| EXERCISE OBJECTIVE |
Swap "place a marker on" for "put a point on" everywhere it occurs in the records below, leaving all other text unchanged. Omit the pictures from your version.

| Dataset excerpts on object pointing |

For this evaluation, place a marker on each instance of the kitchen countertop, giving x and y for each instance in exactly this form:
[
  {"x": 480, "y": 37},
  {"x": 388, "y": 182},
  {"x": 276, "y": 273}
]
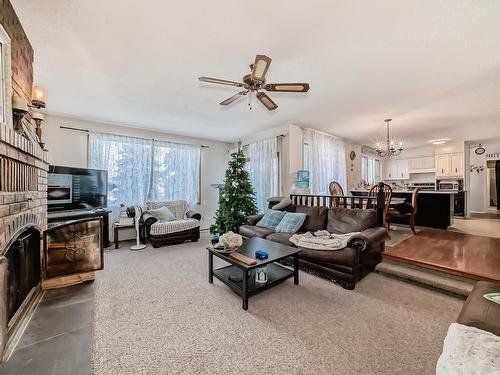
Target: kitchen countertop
[{"x": 410, "y": 191}]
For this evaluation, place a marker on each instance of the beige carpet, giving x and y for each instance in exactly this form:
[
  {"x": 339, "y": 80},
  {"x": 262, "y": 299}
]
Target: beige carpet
[{"x": 156, "y": 314}]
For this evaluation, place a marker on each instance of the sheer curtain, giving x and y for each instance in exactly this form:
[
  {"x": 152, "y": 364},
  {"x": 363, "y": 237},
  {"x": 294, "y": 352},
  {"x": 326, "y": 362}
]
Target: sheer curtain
[
  {"x": 176, "y": 173},
  {"x": 263, "y": 169},
  {"x": 141, "y": 170},
  {"x": 326, "y": 161},
  {"x": 128, "y": 162}
]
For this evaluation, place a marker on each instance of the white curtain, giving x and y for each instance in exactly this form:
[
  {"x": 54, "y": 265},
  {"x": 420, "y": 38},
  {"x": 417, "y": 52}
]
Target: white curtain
[
  {"x": 128, "y": 162},
  {"x": 175, "y": 172},
  {"x": 264, "y": 170},
  {"x": 326, "y": 161},
  {"x": 141, "y": 170}
]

| SOLUTION FOR THIS TASK |
For this evaluation, put a point on each instance of the kitchen countertop, giving x and y for each instance in exactly this form:
[
  {"x": 480, "y": 37},
  {"x": 388, "y": 182},
  {"x": 276, "y": 273}
]
Target: kitchen countertop
[{"x": 410, "y": 191}]
For this evaluation, put a point on each instance of the beige carpet, giving x and y for each instance in exactly this form:
[
  {"x": 339, "y": 80},
  {"x": 262, "y": 299}
]
Target: beige carpet
[{"x": 156, "y": 314}]
For this evaluation, put a point on each instance of the sheer curtain, giving x and y for each instance in exactly this form:
[
  {"x": 152, "y": 364},
  {"x": 363, "y": 237},
  {"x": 294, "y": 352},
  {"x": 326, "y": 362}
]
Target: sheer curtain
[
  {"x": 176, "y": 173},
  {"x": 263, "y": 169},
  {"x": 141, "y": 170},
  {"x": 326, "y": 161},
  {"x": 128, "y": 162}
]
For this evaluation, put a point on each instance of the white curtain, giving x and y for each instance in exactly this form:
[
  {"x": 54, "y": 265},
  {"x": 420, "y": 38},
  {"x": 417, "y": 52}
]
Target: white curtain
[
  {"x": 128, "y": 162},
  {"x": 175, "y": 172},
  {"x": 264, "y": 170},
  {"x": 326, "y": 161},
  {"x": 141, "y": 170}
]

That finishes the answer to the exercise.